Your instructions
All records are to be retyped faithfully and completely.

━━━━━ Extracted information ━━━━━

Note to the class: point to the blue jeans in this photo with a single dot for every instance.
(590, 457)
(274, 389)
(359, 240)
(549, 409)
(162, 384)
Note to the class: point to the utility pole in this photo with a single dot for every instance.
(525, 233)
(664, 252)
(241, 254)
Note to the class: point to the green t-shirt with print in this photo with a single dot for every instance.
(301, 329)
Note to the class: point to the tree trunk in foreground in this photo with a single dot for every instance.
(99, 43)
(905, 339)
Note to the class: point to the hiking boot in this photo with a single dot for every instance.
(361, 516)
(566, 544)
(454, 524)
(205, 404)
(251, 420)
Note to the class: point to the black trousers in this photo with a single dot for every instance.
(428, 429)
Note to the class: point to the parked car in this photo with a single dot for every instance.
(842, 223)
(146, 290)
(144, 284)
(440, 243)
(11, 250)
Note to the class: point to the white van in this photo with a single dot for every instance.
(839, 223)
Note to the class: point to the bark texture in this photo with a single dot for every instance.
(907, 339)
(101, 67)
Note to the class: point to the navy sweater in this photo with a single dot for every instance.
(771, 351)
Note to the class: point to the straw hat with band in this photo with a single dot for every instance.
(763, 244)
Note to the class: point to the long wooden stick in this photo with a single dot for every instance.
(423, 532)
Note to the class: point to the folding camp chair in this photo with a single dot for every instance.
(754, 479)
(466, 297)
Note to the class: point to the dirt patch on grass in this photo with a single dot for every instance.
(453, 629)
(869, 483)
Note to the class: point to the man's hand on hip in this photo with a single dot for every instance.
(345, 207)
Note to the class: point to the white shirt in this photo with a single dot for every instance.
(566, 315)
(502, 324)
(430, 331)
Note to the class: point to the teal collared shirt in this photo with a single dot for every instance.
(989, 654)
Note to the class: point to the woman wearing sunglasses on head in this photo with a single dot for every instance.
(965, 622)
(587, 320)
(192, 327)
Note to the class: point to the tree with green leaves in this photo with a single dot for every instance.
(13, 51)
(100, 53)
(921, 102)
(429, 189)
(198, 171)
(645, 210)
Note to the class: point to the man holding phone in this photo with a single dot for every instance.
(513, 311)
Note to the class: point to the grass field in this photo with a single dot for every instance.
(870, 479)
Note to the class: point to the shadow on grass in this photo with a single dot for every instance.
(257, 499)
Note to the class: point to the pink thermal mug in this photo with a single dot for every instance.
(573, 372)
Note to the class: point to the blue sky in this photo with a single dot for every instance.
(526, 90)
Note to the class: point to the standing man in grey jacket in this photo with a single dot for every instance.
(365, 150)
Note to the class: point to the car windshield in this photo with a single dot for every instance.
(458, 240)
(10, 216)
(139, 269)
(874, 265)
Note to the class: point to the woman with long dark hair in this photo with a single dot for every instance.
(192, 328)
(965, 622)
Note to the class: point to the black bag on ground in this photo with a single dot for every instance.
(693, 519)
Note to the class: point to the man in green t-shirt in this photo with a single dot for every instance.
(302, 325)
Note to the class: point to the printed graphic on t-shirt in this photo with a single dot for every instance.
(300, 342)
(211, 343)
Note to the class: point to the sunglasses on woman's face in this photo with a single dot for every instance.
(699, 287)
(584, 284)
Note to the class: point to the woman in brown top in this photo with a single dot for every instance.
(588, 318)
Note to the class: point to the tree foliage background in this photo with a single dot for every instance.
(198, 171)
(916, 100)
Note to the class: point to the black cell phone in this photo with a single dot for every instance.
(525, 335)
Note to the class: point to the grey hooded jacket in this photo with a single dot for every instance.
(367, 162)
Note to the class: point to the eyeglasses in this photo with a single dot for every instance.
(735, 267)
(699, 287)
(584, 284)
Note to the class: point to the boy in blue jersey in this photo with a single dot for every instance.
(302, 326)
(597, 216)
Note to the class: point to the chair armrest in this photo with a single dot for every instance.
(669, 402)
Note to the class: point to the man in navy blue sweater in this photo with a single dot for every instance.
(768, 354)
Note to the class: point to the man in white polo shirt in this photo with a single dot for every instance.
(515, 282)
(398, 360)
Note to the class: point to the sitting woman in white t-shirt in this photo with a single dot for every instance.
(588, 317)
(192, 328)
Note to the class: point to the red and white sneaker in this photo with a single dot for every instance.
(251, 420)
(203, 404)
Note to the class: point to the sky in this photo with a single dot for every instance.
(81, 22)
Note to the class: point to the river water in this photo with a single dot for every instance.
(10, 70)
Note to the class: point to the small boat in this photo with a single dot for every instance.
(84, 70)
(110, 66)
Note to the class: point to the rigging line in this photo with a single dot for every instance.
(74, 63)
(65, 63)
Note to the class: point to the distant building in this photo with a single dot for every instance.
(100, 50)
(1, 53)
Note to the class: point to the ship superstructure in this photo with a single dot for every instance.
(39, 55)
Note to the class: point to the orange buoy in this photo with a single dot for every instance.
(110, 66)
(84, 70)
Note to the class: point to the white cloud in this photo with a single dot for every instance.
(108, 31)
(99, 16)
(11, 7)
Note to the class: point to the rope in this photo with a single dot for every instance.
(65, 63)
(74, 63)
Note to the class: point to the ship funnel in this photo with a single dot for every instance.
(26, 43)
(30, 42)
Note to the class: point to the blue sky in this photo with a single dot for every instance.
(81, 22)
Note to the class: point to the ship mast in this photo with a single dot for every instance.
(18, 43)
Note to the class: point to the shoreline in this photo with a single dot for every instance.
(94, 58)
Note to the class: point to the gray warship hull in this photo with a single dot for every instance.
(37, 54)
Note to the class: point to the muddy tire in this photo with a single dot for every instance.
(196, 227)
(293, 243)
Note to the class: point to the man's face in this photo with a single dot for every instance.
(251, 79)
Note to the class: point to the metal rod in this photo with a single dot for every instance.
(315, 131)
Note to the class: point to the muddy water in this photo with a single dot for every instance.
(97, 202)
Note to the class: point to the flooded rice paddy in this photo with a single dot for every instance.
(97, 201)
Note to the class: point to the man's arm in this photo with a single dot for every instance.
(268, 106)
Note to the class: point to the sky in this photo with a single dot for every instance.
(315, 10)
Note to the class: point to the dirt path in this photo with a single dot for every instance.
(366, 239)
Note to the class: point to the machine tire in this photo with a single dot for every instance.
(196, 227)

━━━━━

Response to the task
Note to the class: point to the blue jeans in this photo with a single dot for every instance.
(590, 457)
(274, 389)
(359, 240)
(549, 409)
(162, 384)
Note to the class: point to the utility pole in this photo with a single dot for every instance.
(525, 233)
(664, 252)
(241, 254)
Note to the class: point to the green t-shirt with print in this photo with a single dot for every instance.
(301, 329)
Note to the class: point to the tree trunk in foreground in this photo with a single dot for every instance.
(99, 43)
(905, 339)
Note to the class: point to the hiking boot in this photo with a single dot for every instance.
(361, 516)
(566, 544)
(454, 524)
(205, 404)
(251, 420)
Note to the class: point to the black trousers in this photo with a single dot for every instance.
(428, 429)
Note to the class: point to the parked car in this photo with a single dot for every instance.
(842, 223)
(146, 290)
(144, 284)
(440, 243)
(11, 250)
Note to the class: point to the white van in this photo with a single dot for every instance.
(839, 223)
Note to the class: point to the bark texture in this photo with a single dot for every instance.
(907, 339)
(101, 67)
Note to the class: point to the navy sweater in this photo with a single dot for every instance.
(771, 351)
Note to the class: point to the straw hat with band in this photo with a single dot for every instance.
(763, 244)
Note to the class: point to the long wooden stick in this photo with a single dot for every instance.
(423, 532)
Note to the class: point to the folding camp chair in this photo with a single dot for every instance.
(754, 479)
(466, 297)
Note to the class: point to the dirt patch on grass in this photo with a single dot for every instance.
(453, 629)
(869, 483)
Note to the class: point to the man's hand on hip in this photo with a single dot for every instance.
(345, 207)
Note to the class: point to the white shirt in this photo with a single dot for every instance.
(566, 315)
(502, 324)
(430, 331)
Note to the class: point to the teal collared shirt in this photo with a single dot for every instance.
(989, 654)
Note to the class: point to the woman wearing sunglasses on head in this photo with a single dot for every instance.
(965, 622)
(587, 320)
(192, 327)
Note to the class: point to the tree with green leaves in this photo with a single dot for every instance.
(13, 51)
(100, 53)
(921, 102)
(429, 189)
(198, 171)
(645, 210)
Note to the class: point to the man holding phone in this photo with a single dot for every instance.
(513, 311)
Note to the class: point to the grass field in this photo with a single dot for every instance.
(870, 479)
Note to the class: point to the shadow on grass in this photo with a single dot for every instance.
(257, 499)
Note to the class: point to the pink thermal mug in this photo with a single dot for every instance.
(573, 372)
Note to the class: point to the blue sky in this photo with a single dot for every instance.
(526, 90)
Note to the class: point to the standing man in grey jacket in this photo with a single dot for every instance.
(365, 150)
Note to the class: point to the car windshield in this photo with a single dot for every instance.
(458, 240)
(10, 216)
(139, 269)
(874, 265)
Note to the class: point to the woman with long dark hair in this photo with a single dot for every instance.
(192, 328)
(965, 622)
Note to the class: point to the black bag on ground in this photo with a single dot for every instance.
(693, 519)
Note to the class: point to the man in green t-shirt in this photo with a single dot for every instance.
(302, 325)
Note to the class: point to the printed graphic on t-shirt in this photo with a single dot for every instance.
(300, 342)
(211, 343)
Note to the class: point to the sunglasses on woman's face in this photo with a single dot for every instance.
(699, 287)
(584, 284)
Note to the class: point to the woman in brown top in this photo with a single dot for every instance.
(588, 318)
Note to the class: point to the tree foliage background in this photo with a single dot for every instance.
(198, 171)
(916, 100)
Note to the class: point to the black cell phone in this photo with a single dot for every instance.
(525, 335)
Note to the class: point to the grey hooded jacket in this photo with a single dot for every instance.
(367, 162)
Note to the class: point to the eyeglasses in this photo with a single dot for every instance.
(735, 267)
(699, 287)
(584, 284)
Note to the class: point to the boy in blue jersey in this photo with a single dot for every instance.
(302, 326)
(597, 216)
Note to the class: point to the chair armrest in this photo with a single dot for every instance.
(669, 402)
Note to the class: point to the man in navy blue sweater in this photo with a single dot for every instance.
(768, 354)
Note to the class: point to the man in white polo shirt in this photo with a single dot for every instance.
(515, 282)
(398, 360)
Note to the class: point to the sitting woman in white t-shirt in this photo with a single dot for every instance.
(588, 317)
(192, 328)
Note to the class: point to the red and white sneaker in this photo with a single dot for every instance.
(251, 420)
(203, 404)
Note to the class: point to the sky in this photo with a single dot for every instance.
(81, 22)
Note to the class: point to the river water in this photo with a single dot for every instance.
(10, 70)
Note to the class: point to the small boat in this photo with a single dot for every instance.
(84, 70)
(110, 66)
Note to the class: point to the rigging line in this photo with a single dot for every instance.
(74, 63)
(65, 63)
Note to the class: point to the distant building in this photo with a single dot for every instance.
(100, 50)
(1, 53)
Note to the class: point to the ship superstructure in this photo with a single dot for every instance.
(39, 55)
Note to the class: point to the orange buoy in this photo with a single dot for every instance.
(110, 66)
(84, 70)
Note to the class: point to the white cloud in this photo with a single dot for every instance.
(108, 31)
(99, 16)
(11, 7)
Note to the class: point to the rope in this photo with a single dot for every instance.
(65, 63)
(74, 63)
Note to the class: point to the ship funnel in this photo with a single dot for every instance.
(26, 43)
(30, 42)
Note to the class: point to the blue sky in this photo with a single dot for every instance.
(81, 22)
Note to the class: point to the ship mast in this photo with a single dot for every instance.
(18, 43)
Note to the class: point to the shoreline in this photo with a single dot for every instance.
(94, 58)
Note to the class: point to the gray warship hull in this photo with a single dot for every instance.
(37, 54)
Note to the class: point to the muddy tire in this photo with a single dot for every instance.
(196, 227)
(293, 243)
Note to the class: point to the man's face in this photo with a single dot for every instance.
(251, 79)
Note to the class: point to the metal rod in this photo with a single dot for every instance.
(315, 131)
Note to the class: point to the muddy water in this photo with a single dot for every instance.
(97, 202)
Note to the class: point to the flooded rice paddy in this photo with a single dot for every instance.
(97, 201)
Note to the class: point to the man's arm in this photo with a single dot for every instance.
(268, 106)
Note to the class: point to the sky in this photo with a single dot for every instance.
(315, 10)
Note to the class: point to the dirt path in this photo with a single dot for every instance.
(366, 239)
Note to the class: point to the machine tire in this photo with a single dot for every instance.
(196, 227)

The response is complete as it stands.